Task details - Please repeat, word for word, every line from the one containing "mark the region" down to the one containing "evenodd fill-rule", both included.

Records supplied -
::::
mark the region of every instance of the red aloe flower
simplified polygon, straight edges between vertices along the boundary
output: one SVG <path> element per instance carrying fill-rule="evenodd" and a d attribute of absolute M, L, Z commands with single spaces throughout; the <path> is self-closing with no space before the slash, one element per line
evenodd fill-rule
::::
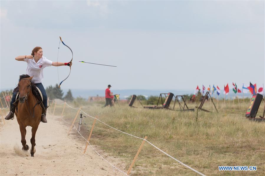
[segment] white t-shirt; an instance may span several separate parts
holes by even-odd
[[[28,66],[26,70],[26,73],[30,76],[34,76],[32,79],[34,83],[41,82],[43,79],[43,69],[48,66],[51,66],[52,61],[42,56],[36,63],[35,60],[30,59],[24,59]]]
::::
Reply to the exercise -
mark the region of every instance of the red aloe flower
simplified polygon, straight edges between vertices along the boundary
output: one SVG <path> element per instance carrying fill-rule="evenodd" and a d attribute of absolute M, L, Z commands with single spaces throughout; the <path> is self-closing with no space before the slash, one element per line
evenodd fill-rule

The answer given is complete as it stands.